**Task to carry out:** Starting at the line containing "building wall, response" and ending at the line containing "# put one pin on each instance of the illuminated", print every line of the material below exactly, both ends included, and stop there.

**Input material:**
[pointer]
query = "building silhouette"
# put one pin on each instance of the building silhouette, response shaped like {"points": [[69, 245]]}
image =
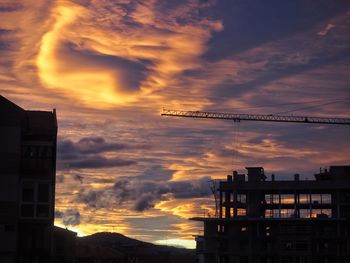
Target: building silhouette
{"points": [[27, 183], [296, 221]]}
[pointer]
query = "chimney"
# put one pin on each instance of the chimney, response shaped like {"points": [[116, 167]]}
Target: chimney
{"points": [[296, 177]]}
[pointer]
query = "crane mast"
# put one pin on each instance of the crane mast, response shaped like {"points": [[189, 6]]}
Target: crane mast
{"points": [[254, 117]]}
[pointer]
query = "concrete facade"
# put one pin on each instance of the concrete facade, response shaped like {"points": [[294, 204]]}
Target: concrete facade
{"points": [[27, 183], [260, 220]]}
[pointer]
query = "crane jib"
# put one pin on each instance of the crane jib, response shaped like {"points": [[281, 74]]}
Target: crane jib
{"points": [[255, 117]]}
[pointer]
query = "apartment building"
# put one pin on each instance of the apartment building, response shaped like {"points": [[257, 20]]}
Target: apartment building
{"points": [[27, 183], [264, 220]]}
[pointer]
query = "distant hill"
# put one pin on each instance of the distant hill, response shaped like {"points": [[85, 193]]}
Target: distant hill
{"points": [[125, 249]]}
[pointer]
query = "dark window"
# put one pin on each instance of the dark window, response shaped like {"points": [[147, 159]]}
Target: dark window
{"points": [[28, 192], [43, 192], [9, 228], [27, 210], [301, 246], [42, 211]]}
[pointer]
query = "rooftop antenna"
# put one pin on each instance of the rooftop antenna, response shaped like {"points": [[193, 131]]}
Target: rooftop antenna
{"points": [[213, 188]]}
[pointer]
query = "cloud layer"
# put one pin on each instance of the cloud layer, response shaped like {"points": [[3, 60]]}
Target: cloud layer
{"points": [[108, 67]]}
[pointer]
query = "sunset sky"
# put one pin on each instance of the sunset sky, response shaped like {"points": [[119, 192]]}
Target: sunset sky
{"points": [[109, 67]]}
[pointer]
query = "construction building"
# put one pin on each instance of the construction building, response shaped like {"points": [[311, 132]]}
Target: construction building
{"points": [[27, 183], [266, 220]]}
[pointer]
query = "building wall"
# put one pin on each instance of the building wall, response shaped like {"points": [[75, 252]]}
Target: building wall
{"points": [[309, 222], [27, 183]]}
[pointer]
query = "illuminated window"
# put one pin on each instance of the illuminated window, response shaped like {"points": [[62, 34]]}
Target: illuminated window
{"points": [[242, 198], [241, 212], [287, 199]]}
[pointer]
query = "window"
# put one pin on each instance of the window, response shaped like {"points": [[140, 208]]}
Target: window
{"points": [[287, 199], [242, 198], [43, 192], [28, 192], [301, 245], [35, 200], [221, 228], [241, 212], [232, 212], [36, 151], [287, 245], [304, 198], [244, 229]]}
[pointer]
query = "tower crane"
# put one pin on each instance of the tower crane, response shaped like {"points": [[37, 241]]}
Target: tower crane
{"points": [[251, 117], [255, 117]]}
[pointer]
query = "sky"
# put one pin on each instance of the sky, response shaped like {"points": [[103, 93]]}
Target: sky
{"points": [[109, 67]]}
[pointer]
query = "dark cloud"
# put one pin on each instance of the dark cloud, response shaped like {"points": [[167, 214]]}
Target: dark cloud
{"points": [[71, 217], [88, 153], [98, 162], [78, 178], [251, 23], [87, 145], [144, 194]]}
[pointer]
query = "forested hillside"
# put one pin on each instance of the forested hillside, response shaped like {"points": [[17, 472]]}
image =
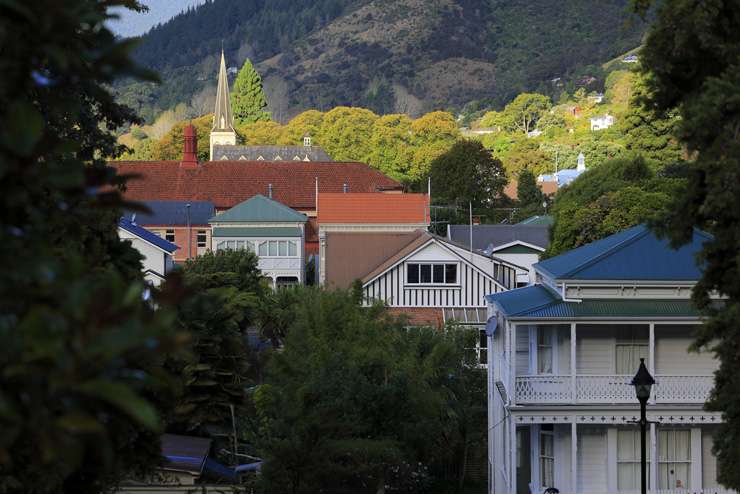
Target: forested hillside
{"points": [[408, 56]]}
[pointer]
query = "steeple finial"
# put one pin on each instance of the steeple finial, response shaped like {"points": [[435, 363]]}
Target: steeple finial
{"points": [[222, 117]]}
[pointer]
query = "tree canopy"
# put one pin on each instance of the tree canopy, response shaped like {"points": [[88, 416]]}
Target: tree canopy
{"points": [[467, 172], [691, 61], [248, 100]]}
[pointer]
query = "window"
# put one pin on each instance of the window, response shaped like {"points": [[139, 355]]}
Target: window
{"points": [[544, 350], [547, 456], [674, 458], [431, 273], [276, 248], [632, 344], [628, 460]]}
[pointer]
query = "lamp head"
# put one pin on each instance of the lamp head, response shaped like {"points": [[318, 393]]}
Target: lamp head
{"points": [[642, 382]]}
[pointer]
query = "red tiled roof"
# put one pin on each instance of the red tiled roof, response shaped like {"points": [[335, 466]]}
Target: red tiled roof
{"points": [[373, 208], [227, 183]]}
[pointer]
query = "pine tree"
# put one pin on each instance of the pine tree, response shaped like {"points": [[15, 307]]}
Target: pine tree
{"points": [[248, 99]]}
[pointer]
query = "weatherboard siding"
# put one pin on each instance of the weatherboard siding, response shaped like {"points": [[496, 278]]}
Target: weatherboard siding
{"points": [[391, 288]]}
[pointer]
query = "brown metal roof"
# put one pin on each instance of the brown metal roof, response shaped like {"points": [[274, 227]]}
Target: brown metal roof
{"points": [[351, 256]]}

--

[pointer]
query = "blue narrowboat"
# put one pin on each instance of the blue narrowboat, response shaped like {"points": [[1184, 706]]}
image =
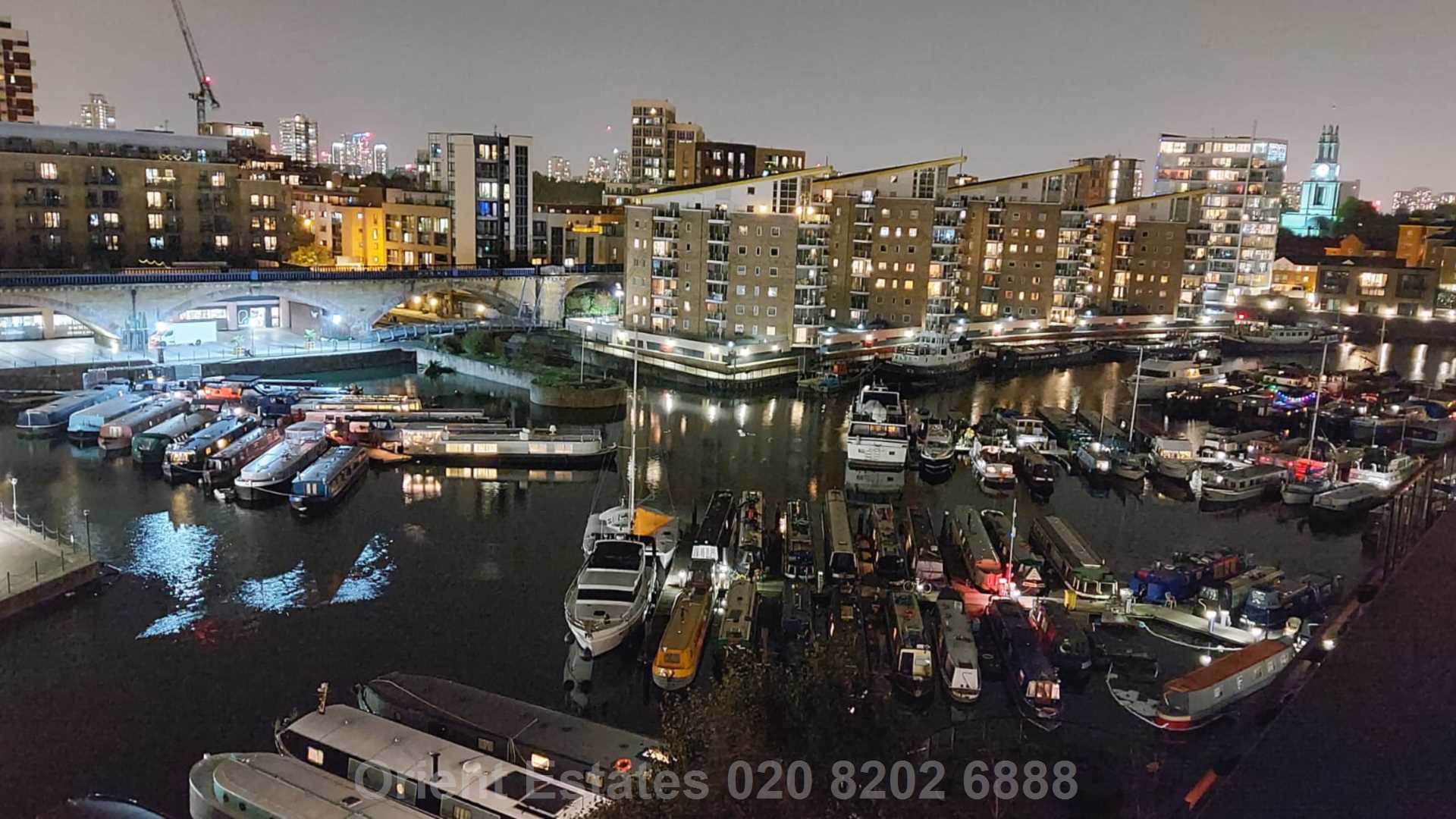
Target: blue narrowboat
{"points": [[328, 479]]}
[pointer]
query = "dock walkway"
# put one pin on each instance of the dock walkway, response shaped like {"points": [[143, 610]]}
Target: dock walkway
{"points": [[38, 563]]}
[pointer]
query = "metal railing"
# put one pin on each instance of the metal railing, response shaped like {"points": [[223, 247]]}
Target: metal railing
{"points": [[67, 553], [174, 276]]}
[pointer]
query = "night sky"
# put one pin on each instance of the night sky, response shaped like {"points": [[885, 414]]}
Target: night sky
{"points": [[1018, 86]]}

**Your response:**
# put one pin on each instance of the building wall, response shaped like {"points": [[75, 252]]}
Target: building wall
{"points": [[309, 222], [27, 183]]}
[pointer]
query = "illuminated window"
# put one pin on each instance of the illuminated window, response shaped like {"points": [[62, 34]]}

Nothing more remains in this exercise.